------ DATASET EXCERPTS ------
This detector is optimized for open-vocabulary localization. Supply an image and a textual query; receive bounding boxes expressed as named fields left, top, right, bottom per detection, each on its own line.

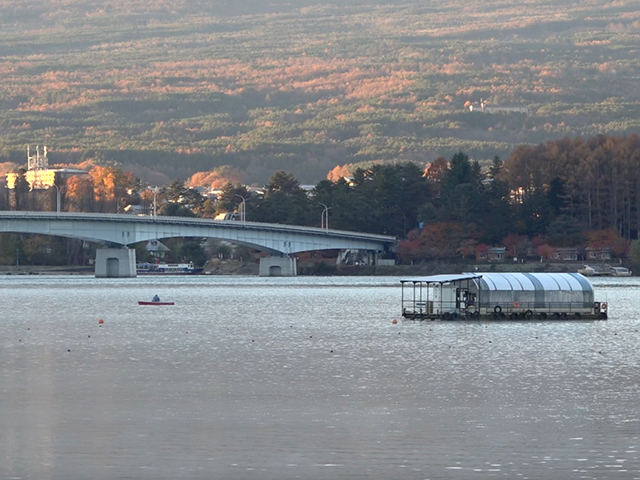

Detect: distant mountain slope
left=0, top=0, right=640, bottom=183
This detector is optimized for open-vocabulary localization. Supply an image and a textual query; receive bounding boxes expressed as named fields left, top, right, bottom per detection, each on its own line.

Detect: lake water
left=0, top=276, right=640, bottom=480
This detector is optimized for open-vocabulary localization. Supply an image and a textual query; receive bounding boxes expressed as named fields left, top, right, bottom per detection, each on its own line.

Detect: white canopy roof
left=478, top=272, right=593, bottom=291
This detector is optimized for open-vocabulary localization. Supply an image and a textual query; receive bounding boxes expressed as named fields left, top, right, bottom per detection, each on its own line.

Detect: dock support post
left=258, top=256, right=298, bottom=277
left=95, top=248, right=136, bottom=278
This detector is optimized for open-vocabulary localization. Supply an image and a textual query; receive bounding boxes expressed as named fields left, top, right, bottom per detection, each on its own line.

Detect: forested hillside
------
### PROBLEM REQUIREMENTS
Can you reproduce all of the data above, requests included, with every bounding-box coordinate in the answers shifted by -7? Leave the pictures out.

### THE OUTPUT
This detector is optimized for open-vocabulary localization. Supply an image and a textual query; receive bounding boxes expressed as named fields left, top, right, bottom per detection, each on its own line.


Detect: distant mountain slope
left=-7, top=-7, right=633, bottom=176
This detector is optimized for open-vocabulary localization. Supply an image and a textual query; receive bounding boxes expressed as named fields left, top, right, bottom per detection, each on its own line.

Detect: lake water
left=-7, top=269, right=633, bottom=473
This detector is optimized for open-vocabulary localization. Supply an image and a textual query; receive bounding boxes expressed as named fields left, top, right, bottom per detection, each on its own line.

Detect: white canopy roof
left=471, top=265, right=586, bottom=284
This detector is optimized for open-vocabulary localization. Supply an image and a textual query; receive bounding boxes expressed as named fields left, top, right, bottom per detection, each on its own line.

Detect: dock support post
left=251, top=249, right=291, bottom=270
left=88, top=241, right=129, bottom=271
This detector is optimized for open-vocabulary localization. Supply an image and a textual query; receive bounding boxes expressed as named fields left, top, right, bottom per detection, each on its own line.

Detect: forested hillside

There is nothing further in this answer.